Text:
###

This information comes after public health officials in Dell’s hometown of Austin had confirmed three cases of COVID-19, the coronavirus disease, in the area. It has not released information about where these people worked, and Dell’s public posts did imply that the workers were connected to Dell.

On the philanthropic side, Dell says the company has made a donation of two million yuan ($284,000 USD) to fund in-demand materials “including surgical masks, protective clothing and eye protectors for local hospitals” in China.

The company has also set aside $US3 million in funds and in-kind technology to provide donations for other coronavirus-worthy causes worldwide. And it has agreed to match employee donations to the CDC Foundation’s Emergency Response Fund up to $US10,000 per employee.

Dell has cancelled several major events, including turning its massive Dell Technologies World 2020 customer event into a virtual conference.

As far as employees working from home, it hasn’t reached the point of mandating it, as its California-based competitor, Cisco did earlier this week.

Dell writes that 65% of its employees already work from home on a some kind of a regular basis, regardless. It has, however, implemented an ask-your-manager policy for all its workers – for instance, Dell is allowing many customer support people to work from home.

###

Listed records:

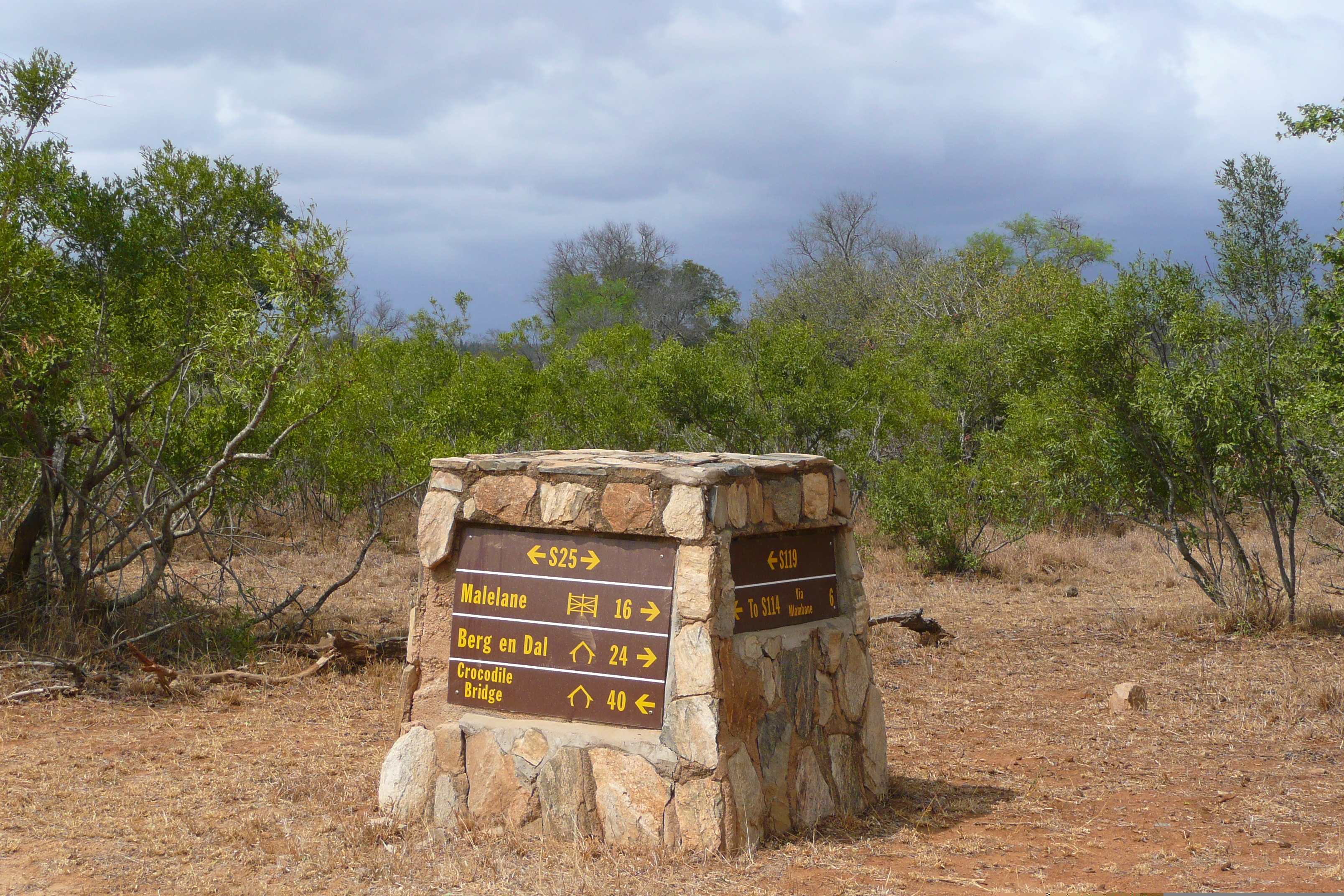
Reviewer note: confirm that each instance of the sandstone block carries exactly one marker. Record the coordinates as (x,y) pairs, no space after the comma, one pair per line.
(729,506)
(695,581)
(797,680)
(531,746)
(826,699)
(691,730)
(444,813)
(445,481)
(748,802)
(506,497)
(448,749)
(435,537)
(692,660)
(769,680)
(408,777)
(816,496)
(628,506)
(812,794)
(785,500)
(569,802)
(847,773)
(843,495)
(759,508)
(699,812)
(876,745)
(832,649)
(854,680)
(631,797)
(775,742)
(564,503)
(1127,696)
(496,790)
(685,514)
(848,566)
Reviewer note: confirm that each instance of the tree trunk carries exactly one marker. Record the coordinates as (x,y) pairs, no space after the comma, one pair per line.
(26,538)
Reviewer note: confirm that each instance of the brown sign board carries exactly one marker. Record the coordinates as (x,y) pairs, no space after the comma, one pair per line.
(569,626)
(784,580)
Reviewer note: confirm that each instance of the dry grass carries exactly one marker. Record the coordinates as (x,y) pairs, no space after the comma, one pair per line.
(1008,773)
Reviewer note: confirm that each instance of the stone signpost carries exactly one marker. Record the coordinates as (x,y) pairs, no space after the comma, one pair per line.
(663,649)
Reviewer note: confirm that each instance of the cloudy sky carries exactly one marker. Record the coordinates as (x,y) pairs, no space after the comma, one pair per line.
(458,140)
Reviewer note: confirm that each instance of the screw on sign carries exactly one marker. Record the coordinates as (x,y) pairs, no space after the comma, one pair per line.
(560,625)
(784,580)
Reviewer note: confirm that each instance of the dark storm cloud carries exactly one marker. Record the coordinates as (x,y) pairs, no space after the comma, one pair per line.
(459,140)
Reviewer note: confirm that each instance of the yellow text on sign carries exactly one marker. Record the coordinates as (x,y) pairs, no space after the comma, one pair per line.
(616,700)
(562,558)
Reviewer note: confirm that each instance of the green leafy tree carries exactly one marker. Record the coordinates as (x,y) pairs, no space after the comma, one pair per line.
(1316,119)
(186,316)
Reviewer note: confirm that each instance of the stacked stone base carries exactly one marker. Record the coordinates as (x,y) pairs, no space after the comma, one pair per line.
(764,733)
(802,737)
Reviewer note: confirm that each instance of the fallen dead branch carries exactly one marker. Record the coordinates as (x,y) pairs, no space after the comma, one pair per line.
(49,687)
(356,651)
(230,676)
(928,628)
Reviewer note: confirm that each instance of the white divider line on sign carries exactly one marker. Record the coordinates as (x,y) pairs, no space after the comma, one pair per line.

###

Requirement: In the text about Dell's coronavirus response, up to what amount per employee will Dell match donations to the CDC Foundation's Emergency Response Fund?

Exercise response: Up to $US10,000 per employee.